→ Work request: Copy the data below verbatim, leaving no line out.

[[ Entries provided, beginning ]]

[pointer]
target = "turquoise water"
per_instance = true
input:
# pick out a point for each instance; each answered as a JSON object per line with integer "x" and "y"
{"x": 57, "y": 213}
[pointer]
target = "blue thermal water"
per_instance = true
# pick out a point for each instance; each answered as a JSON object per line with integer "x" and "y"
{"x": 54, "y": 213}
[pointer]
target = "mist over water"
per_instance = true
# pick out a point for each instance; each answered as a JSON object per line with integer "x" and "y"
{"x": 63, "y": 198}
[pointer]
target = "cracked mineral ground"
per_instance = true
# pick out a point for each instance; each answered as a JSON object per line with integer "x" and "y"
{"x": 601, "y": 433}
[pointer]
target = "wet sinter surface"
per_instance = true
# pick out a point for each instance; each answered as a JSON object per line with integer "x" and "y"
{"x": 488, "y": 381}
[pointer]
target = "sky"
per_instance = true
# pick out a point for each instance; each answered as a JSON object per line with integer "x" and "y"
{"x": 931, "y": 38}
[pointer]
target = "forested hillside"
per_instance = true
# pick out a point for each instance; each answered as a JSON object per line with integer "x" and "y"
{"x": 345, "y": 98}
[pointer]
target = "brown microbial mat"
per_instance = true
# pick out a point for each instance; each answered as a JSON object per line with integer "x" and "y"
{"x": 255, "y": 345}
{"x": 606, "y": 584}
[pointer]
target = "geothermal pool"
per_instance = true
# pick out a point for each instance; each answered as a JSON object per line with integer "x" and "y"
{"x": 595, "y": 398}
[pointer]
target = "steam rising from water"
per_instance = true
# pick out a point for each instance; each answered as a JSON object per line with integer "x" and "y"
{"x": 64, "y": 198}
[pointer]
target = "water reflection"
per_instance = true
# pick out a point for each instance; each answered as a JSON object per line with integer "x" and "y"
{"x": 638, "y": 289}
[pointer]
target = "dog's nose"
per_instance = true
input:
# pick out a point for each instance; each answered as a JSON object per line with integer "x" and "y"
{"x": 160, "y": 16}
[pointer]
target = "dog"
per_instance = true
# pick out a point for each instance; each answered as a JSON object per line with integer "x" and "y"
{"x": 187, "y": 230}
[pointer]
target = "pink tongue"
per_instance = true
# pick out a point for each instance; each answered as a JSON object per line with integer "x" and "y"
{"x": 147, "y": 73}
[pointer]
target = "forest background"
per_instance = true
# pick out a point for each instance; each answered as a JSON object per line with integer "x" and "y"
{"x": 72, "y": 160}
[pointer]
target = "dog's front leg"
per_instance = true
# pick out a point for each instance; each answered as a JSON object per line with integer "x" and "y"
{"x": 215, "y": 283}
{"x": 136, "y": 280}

[[ Entries provided, end ]]

→ Answer below:
[pointer]
target = "turquoise water"
per_instance = true
input:
# pick out a point for each instance; each answered as a JSON object per line with integer "x" and "y"
{"x": 57, "y": 213}
[pointer]
target = "blue thermal water"
per_instance = true
# pick out a point for each instance; each answered as a JSON object per line with integer "x" and "y"
{"x": 54, "y": 213}
[pointer]
target = "mist over water"
per_instance = true
# pick out a point for each instance; each answered as a JSON object per line with integer "x" and "y"
{"x": 63, "y": 198}
[pointer]
target = "cracked mineral ground"
per_instance = true
# pick out a point for each instance; each answered as a JSON object per line with integer "x" and "y"
{"x": 601, "y": 433}
[pointer]
target = "wet sinter surface"
per_instance = true
# pick out a point for each instance; each answered as a JSON object per line with integer "x" and "y"
{"x": 488, "y": 381}
[pointer]
target = "sky"
per_instance = true
# pick out a point for each instance; each answered as a JSON object per line with integer "x" and "y"
{"x": 931, "y": 38}
[pointer]
target = "forested hillside"
per_instance = true
# pick out a point for each instance; each answered as a JSON object per line with integer "x" and "y"
{"x": 345, "y": 98}
[pointer]
target = "brown microbial mat"
per_instance = true
# pick out a point for each instance; each answered as a JSON object per line with integer "x" and "y"
{"x": 255, "y": 345}
{"x": 606, "y": 584}
[pointer]
target = "geothermal pool"
per_instance = true
# pick out a point for each instance; each answered as a JSON object per line with integer "x" and "y"
{"x": 595, "y": 398}
[pointer]
target = "steam rising from water"
per_instance = true
# pick out a point for each instance; each answered as a JSON object per line with integer "x" and "y"
{"x": 64, "y": 198}
[pointer]
target = "water reflection"
per_instance = true
# pick out a point for each instance; each answered as a JSON object per line with integer "x" and "y"
{"x": 638, "y": 289}
[pointer]
target = "dog's nose"
per_instance = true
input:
# pick out a point for each instance; each answered as a JSON object per line with integer "x" and "y"
{"x": 160, "y": 16}
[pointer]
target = "dog"
per_instance = true
# pick out a point for each instance; each answered as a JSON object per line with integer "x" and "y"
{"x": 187, "y": 230}
[pointer]
target = "pink tongue"
per_instance = true
# pick out a point for each instance; each answered as a JSON object per line with integer "x" and "y"
{"x": 147, "y": 73}
[pointer]
target = "forest background"
per_instance = true
# pick out a point for each instance; each answered as a JSON object per line with integer "x" and "y"
{"x": 72, "y": 160}
[pointer]
target = "dog's front leg"
per_instance = true
# pick out a point for each instance; each answered as a JSON object per line with integer "x" and "y"
{"x": 215, "y": 283}
{"x": 136, "y": 280}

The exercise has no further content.